Transcribe the entries below exactly; leave every image out.
* start Record excerpts *
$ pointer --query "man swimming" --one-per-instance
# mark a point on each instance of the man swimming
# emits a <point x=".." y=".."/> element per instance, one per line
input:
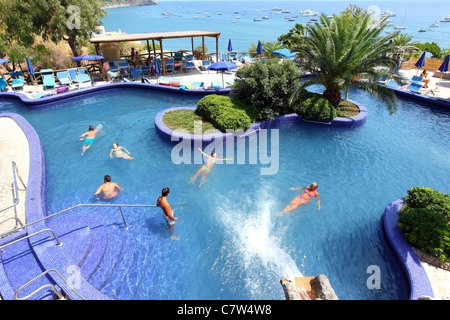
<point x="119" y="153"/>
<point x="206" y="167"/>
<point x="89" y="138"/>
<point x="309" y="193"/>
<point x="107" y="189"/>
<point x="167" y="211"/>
* end Record excerpts *
**Written answer**
$ pointer --query "man swimming" --one-per-instance
# mark a point on each instance of the man swimming
# emits a <point x=".." y=".."/> element per instance, one per line
input:
<point x="119" y="153"/>
<point x="206" y="167"/>
<point x="89" y="138"/>
<point x="309" y="193"/>
<point x="107" y="189"/>
<point x="167" y="211"/>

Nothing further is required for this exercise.